TASK OBJECTIVE
From the article below on Ontario's plan for cannabis retail, list every party that the province says it will work with in its enforcement strategy against illegal dispensaries.

EXTRACT PROVIDED
-.-.-

The Ontario government announced September 8 that the LCBO will oversee the retail sale of cannabis in Ontario through standalone stores and an e-commerce site.
The Ontario government’s approach to the impending legalization of cannabis by the federal government in July 2018 created quite the buzz with investors (no pun intended), sending marijuana stocks such as Canopy Growth Corp. (TSX:WEED) higher on the news.
“When it comes to retail distribution, the LCBO has the expertise, the experience, and the insight to ensure careful control of cannabis, helping us to discourage illicit market activity and see that illegal dispensaries are shut down,” said Charles Sousa, Ontario’s finance minister.
It’s understandable why investors are excited about the move.
Canada’s largest province has set in motion the implementation of retail distribution of marijuana across this country. No longer is the legal sale of recreational marijuana a possibility in Ontario; it’s a reality, one in which Ontario has chosen to corner the market fulfilling the LCBO’s mandate to “control” the marketplace.
“Illicit cannabis dispensaries are not and will not be legal retailers,” states the Ontario government’s press release. “The province will pursue a coordinated and proactive enforcement strategy, working with municipalities, local police services, the OPP and the federal government to help shut down these illegal operations.”

-.-.-

SOURCE INFORMATION
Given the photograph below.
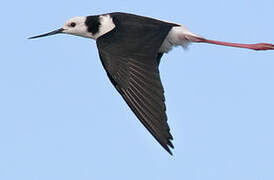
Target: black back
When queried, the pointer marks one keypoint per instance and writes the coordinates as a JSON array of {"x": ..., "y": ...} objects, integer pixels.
[{"x": 129, "y": 54}]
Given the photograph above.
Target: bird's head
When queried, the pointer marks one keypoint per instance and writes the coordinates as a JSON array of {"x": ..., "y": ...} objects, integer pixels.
[{"x": 84, "y": 26}]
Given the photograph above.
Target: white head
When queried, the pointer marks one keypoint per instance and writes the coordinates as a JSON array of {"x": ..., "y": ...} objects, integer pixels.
[
  {"x": 77, "y": 26},
  {"x": 85, "y": 26}
]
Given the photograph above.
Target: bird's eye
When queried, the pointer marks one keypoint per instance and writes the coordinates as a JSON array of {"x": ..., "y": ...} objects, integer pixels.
[{"x": 73, "y": 24}]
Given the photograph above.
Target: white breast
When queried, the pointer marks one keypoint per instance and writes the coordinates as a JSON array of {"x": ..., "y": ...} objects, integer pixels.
[{"x": 177, "y": 36}]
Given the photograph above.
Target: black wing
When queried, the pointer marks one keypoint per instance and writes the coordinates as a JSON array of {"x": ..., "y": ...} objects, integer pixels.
[{"x": 129, "y": 54}]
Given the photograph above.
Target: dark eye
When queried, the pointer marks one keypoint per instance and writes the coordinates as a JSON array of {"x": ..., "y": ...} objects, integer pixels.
[{"x": 73, "y": 24}]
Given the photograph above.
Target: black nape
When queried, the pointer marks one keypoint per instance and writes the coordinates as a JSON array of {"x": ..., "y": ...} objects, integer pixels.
[{"x": 93, "y": 23}]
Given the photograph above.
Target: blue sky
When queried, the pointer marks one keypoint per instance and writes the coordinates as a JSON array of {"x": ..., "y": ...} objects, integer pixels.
[{"x": 60, "y": 117}]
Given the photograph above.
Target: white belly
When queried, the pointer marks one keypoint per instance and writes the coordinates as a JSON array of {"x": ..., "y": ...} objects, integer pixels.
[{"x": 177, "y": 36}]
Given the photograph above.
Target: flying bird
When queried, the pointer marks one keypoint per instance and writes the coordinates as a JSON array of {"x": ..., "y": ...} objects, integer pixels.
[{"x": 130, "y": 48}]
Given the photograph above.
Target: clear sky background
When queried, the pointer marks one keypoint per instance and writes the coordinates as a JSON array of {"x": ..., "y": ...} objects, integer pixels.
[{"x": 60, "y": 117}]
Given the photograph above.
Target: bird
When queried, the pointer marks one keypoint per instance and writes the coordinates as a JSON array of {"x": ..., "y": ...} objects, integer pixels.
[{"x": 130, "y": 48}]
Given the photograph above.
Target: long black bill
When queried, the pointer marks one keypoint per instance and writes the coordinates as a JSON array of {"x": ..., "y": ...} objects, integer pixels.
[{"x": 48, "y": 34}]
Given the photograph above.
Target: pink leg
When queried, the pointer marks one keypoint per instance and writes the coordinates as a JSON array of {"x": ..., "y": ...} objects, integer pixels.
[{"x": 257, "y": 46}]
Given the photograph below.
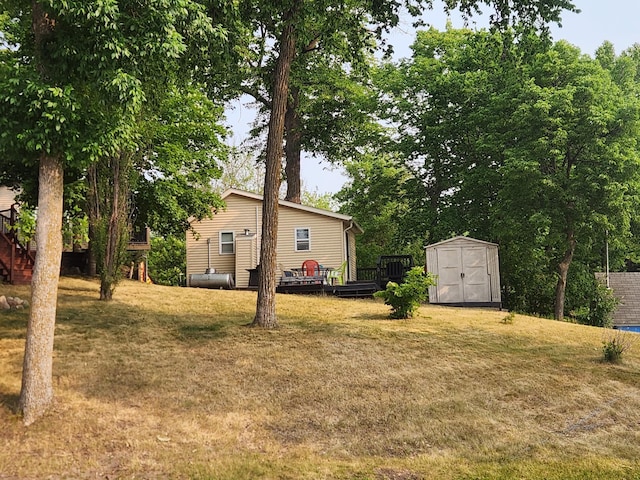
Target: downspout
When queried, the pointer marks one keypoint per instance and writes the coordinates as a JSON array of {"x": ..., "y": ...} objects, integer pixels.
[
  {"x": 258, "y": 236},
  {"x": 346, "y": 240}
]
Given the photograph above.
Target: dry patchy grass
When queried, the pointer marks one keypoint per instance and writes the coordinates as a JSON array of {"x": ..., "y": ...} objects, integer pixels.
[{"x": 171, "y": 383}]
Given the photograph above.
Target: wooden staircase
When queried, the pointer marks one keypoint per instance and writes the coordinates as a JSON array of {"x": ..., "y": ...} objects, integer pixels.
[{"x": 16, "y": 261}]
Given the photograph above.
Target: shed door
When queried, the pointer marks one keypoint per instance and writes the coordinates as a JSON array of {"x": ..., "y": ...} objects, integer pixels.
[{"x": 462, "y": 275}]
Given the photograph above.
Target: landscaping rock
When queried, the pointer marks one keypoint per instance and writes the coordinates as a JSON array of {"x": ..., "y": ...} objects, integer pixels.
[{"x": 4, "y": 305}]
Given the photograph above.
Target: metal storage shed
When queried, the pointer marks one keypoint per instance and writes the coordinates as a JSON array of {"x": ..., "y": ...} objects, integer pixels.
[{"x": 467, "y": 272}]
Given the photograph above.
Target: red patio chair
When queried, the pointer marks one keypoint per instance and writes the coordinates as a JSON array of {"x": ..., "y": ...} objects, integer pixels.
[{"x": 310, "y": 268}]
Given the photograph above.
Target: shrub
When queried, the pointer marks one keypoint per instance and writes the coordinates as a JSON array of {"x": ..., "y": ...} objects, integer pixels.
[
  {"x": 404, "y": 298},
  {"x": 599, "y": 313},
  {"x": 167, "y": 260},
  {"x": 508, "y": 320},
  {"x": 615, "y": 344}
]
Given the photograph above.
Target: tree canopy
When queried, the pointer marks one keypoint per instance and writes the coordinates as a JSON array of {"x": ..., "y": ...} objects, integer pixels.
[{"x": 532, "y": 147}]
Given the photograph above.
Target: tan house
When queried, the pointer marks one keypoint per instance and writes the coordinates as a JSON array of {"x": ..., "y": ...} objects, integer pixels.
[
  {"x": 7, "y": 198},
  {"x": 229, "y": 243}
]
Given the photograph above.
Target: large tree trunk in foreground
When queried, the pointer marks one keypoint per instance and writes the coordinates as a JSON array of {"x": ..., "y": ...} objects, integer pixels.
[
  {"x": 37, "y": 388},
  {"x": 293, "y": 147},
  {"x": 563, "y": 270},
  {"x": 266, "y": 303}
]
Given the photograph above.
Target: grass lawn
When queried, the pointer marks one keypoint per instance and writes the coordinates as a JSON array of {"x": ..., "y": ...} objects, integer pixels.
[{"x": 171, "y": 383}]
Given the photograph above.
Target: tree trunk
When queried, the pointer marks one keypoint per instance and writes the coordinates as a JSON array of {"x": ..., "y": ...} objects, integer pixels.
[
  {"x": 109, "y": 218},
  {"x": 37, "y": 387},
  {"x": 266, "y": 303},
  {"x": 293, "y": 147},
  {"x": 563, "y": 270}
]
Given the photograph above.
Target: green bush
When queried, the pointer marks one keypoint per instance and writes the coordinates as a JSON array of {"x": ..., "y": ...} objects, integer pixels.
[
  {"x": 167, "y": 262},
  {"x": 404, "y": 298},
  {"x": 615, "y": 344}
]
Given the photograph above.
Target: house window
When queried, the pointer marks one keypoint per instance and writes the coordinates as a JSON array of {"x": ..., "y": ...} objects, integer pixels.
[
  {"x": 227, "y": 245},
  {"x": 303, "y": 239}
]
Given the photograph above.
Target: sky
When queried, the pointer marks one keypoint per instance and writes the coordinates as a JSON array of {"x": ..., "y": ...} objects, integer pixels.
[{"x": 599, "y": 21}]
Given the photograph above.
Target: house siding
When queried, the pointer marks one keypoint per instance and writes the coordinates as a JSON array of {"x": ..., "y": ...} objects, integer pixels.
[
  {"x": 239, "y": 214},
  {"x": 327, "y": 239}
]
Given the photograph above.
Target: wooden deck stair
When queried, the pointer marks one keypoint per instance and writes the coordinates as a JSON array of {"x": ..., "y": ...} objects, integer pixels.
[{"x": 16, "y": 261}]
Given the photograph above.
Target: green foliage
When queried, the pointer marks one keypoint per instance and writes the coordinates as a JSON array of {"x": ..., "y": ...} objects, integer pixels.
[
  {"x": 509, "y": 319},
  {"x": 615, "y": 344},
  {"x": 167, "y": 260},
  {"x": 182, "y": 153},
  {"x": 526, "y": 144},
  {"x": 25, "y": 225},
  {"x": 599, "y": 311},
  {"x": 404, "y": 298}
]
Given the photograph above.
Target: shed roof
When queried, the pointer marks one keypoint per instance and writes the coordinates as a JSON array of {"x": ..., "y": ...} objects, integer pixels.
[
  {"x": 297, "y": 206},
  {"x": 460, "y": 237}
]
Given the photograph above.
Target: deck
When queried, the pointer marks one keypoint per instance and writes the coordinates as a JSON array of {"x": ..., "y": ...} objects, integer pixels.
[{"x": 318, "y": 286}]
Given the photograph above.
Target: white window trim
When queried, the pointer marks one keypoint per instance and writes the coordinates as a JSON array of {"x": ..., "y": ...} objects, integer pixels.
[
  {"x": 233, "y": 242},
  {"x": 295, "y": 239}
]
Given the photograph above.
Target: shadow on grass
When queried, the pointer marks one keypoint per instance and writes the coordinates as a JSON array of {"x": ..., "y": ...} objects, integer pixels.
[{"x": 188, "y": 333}]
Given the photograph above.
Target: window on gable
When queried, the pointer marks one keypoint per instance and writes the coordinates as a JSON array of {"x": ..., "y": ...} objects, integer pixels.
[
  {"x": 227, "y": 244},
  {"x": 303, "y": 239}
]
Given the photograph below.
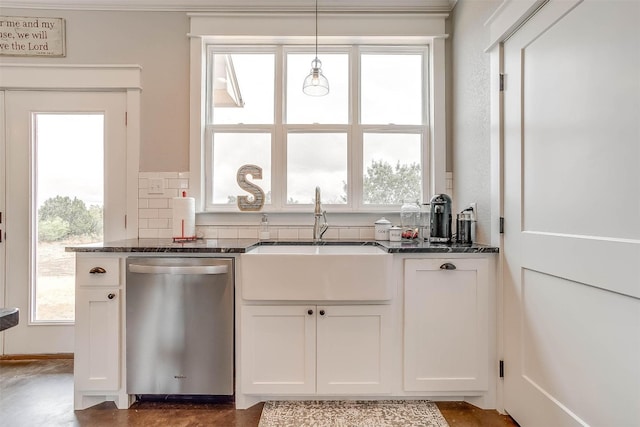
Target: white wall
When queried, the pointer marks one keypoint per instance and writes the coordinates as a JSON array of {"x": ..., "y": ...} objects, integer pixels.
[
  {"x": 470, "y": 110},
  {"x": 155, "y": 40}
]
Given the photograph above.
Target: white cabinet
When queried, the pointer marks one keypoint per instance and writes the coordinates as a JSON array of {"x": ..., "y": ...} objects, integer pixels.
[
  {"x": 308, "y": 349},
  {"x": 98, "y": 355},
  {"x": 446, "y": 330}
]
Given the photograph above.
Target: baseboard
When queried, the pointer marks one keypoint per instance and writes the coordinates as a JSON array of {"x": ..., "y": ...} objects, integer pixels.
[{"x": 36, "y": 356}]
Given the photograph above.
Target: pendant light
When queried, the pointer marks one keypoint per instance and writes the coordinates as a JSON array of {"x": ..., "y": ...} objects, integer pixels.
[{"x": 316, "y": 84}]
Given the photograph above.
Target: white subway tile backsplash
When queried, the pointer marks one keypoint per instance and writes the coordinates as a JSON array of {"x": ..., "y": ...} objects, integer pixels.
[
  {"x": 155, "y": 216},
  {"x": 349, "y": 233},
  {"x": 165, "y": 213},
  {"x": 248, "y": 233},
  {"x": 158, "y": 203},
  {"x": 148, "y": 233},
  {"x": 287, "y": 234},
  {"x": 367, "y": 233},
  {"x": 228, "y": 233},
  {"x": 164, "y": 233},
  {"x": 305, "y": 233},
  {"x": 159, "y": 223},
  {"x": 147, "y": 213}
]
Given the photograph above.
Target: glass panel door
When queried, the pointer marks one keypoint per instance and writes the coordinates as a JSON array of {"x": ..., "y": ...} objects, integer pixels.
[
  {"x": 66, "y": 157},
  {"x": 69, "y": 158}
]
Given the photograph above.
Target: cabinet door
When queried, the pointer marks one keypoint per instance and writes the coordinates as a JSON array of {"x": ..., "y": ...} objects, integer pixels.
[
  {"x": 97, "y": 337},
  {"x": 354, "y": 349},
  {"x": 446, "y": 325},
  {"x": 278, "y": 345}
]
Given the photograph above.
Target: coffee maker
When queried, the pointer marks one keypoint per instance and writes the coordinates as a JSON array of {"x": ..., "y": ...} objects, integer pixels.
[{"x": 440, "y": 219}]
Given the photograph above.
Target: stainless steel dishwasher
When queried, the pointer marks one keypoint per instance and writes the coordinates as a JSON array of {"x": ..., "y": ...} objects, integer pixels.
[{"x": 179, "y": 326}]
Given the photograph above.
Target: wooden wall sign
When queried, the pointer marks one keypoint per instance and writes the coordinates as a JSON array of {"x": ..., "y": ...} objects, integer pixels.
[
  {"x": 257, "y": 201},
  {"x": 32, "y": 36}
]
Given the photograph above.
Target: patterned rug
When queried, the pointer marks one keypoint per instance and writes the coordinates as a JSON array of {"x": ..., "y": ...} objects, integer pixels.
[{"x": 352, "y": 413}]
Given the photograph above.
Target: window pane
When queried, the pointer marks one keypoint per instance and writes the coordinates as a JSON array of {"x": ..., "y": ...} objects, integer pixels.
[
  {"x": 392, "y": 89},
  {"x": 332, "y": 108},
  {"x": 317, "y": 159},
  {"x": 230, "y": 152},
  {"x": 392, "y": 168},
  {"x": 242, "y": 88},
  {"x": 69, "y": 201}
]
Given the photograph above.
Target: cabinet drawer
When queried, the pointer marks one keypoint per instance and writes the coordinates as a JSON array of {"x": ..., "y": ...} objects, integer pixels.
[{"x": 98, "y": 271}]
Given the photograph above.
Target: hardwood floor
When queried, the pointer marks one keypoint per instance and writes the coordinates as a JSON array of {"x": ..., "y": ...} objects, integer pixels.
[{"x": 37, "y": 393}]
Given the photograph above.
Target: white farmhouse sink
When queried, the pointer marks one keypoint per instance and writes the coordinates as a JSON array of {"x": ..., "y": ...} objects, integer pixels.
[{"x": 317, "y": 273}]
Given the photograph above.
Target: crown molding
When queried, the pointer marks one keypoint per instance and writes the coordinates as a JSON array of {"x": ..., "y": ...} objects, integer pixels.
[{"x": 404, "y": 6}]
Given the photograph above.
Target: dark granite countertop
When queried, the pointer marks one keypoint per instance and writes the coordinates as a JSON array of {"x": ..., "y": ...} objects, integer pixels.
[
  {"x": 9, "y": 317},
  {"x": 238, "y": 246}
]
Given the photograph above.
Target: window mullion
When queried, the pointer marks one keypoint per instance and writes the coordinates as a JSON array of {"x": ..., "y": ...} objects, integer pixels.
[
  {"x": 355, "y": 135},
  {"x": 278, "y": 144}
]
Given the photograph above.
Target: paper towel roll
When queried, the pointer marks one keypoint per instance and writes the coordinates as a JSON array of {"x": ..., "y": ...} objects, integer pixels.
[{"x": 184, "y": 218}]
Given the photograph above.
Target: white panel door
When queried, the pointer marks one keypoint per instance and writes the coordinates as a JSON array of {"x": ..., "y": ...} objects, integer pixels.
[
  {"x": 572, "y": 216},
  {"x": 22, "y": 111},
  {"x": 446, "y": 325},
  {"x": 354, "y": 349},
  {"x": 278, "y": 349}
]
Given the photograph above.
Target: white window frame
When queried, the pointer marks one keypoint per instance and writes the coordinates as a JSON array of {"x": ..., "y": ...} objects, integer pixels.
[{"x": 410, "y": 29}]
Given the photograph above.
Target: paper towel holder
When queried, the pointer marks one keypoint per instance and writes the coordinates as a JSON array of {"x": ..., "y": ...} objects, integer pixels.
[{"x": 186, "y": 225}]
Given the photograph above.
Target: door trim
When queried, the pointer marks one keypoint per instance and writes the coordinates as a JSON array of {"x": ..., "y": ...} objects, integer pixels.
[{"x": 125, "y": 78}]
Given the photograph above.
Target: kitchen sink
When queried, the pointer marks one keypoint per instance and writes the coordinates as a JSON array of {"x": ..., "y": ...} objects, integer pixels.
[{"x": 317, "y": 273}]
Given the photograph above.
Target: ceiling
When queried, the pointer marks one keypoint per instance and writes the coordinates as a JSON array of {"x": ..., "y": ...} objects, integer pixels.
[{"x": 236, "y": 5}]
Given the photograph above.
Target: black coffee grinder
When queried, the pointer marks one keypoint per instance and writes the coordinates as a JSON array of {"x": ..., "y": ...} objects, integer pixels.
[{"x": 440, "y": 219}]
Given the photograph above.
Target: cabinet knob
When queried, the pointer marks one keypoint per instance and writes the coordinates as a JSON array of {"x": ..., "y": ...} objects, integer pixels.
[{"x": 447, "y": 266}]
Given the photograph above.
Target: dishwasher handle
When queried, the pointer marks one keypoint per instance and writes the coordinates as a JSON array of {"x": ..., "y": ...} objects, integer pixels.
[{"x": 178, "y": 269}]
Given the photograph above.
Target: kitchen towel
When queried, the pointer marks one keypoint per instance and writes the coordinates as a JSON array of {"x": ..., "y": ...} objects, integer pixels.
[{"x": 184, "y": 218}]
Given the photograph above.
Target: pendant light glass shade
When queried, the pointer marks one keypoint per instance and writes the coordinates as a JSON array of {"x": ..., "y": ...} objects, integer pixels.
[{"x": 316, "y": 84}]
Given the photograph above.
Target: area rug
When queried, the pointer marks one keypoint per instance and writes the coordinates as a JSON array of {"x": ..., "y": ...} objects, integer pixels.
[{"x": 352, "y": 413}]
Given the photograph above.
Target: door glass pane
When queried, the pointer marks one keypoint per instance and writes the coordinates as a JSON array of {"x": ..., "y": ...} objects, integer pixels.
[
  {"x": 391, "y": 89},
  {"x": 69, "y": 202},
  {"x": 392, "y": 168},
  {"x": 230, "y": 152},
  {"x": 317, "y": 159},
  {"x": 332, "y": 108}
]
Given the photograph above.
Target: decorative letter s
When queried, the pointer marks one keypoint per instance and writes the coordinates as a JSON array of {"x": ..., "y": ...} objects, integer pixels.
[{"x": 258, "y": 195}]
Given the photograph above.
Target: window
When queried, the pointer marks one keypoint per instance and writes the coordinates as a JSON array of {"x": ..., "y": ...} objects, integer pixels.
[{"x": 365, "y": 143}]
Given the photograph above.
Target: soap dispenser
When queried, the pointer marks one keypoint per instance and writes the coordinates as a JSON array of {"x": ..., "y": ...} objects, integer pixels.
[{"x": 264, "y": 228}]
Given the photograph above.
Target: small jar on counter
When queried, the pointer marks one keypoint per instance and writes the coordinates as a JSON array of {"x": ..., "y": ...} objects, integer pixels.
[
  {"x": 382, "y": 227},
  {"x": 395, "y": 234}
]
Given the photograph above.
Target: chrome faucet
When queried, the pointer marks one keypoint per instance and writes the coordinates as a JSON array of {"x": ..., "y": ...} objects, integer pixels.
[{"x": 320, "y": 225}]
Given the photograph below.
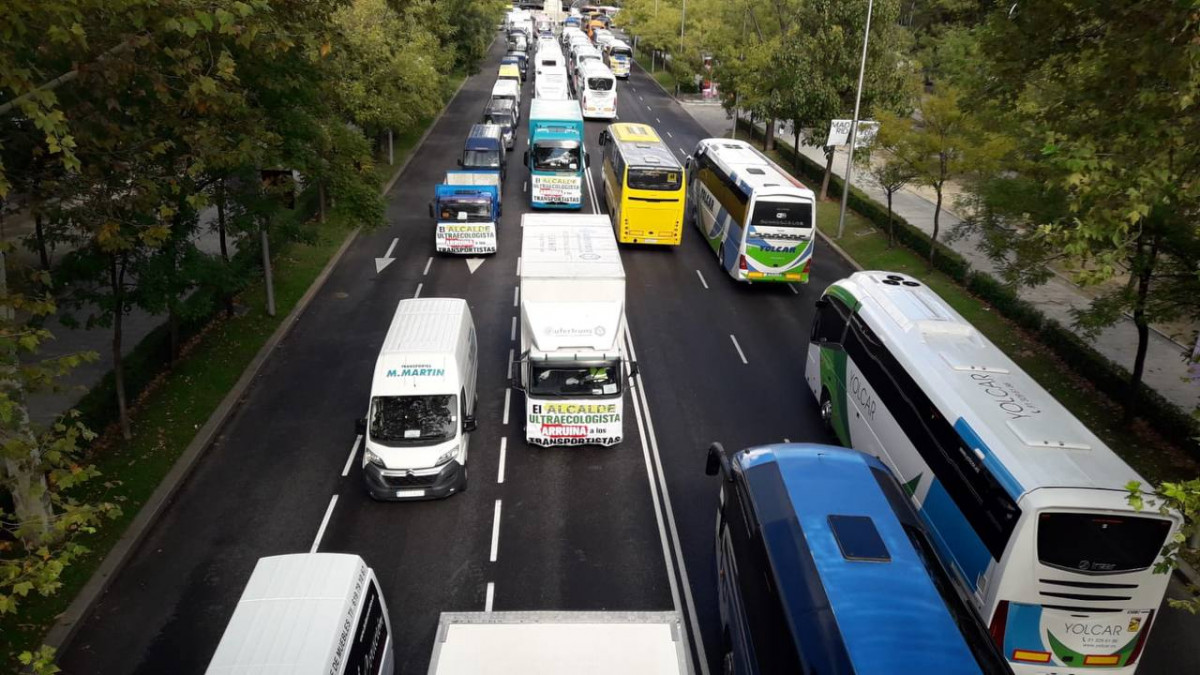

-.-.-

REPLY TO THE TASK
- municipalities
- local police services
- the OPP
- the federal government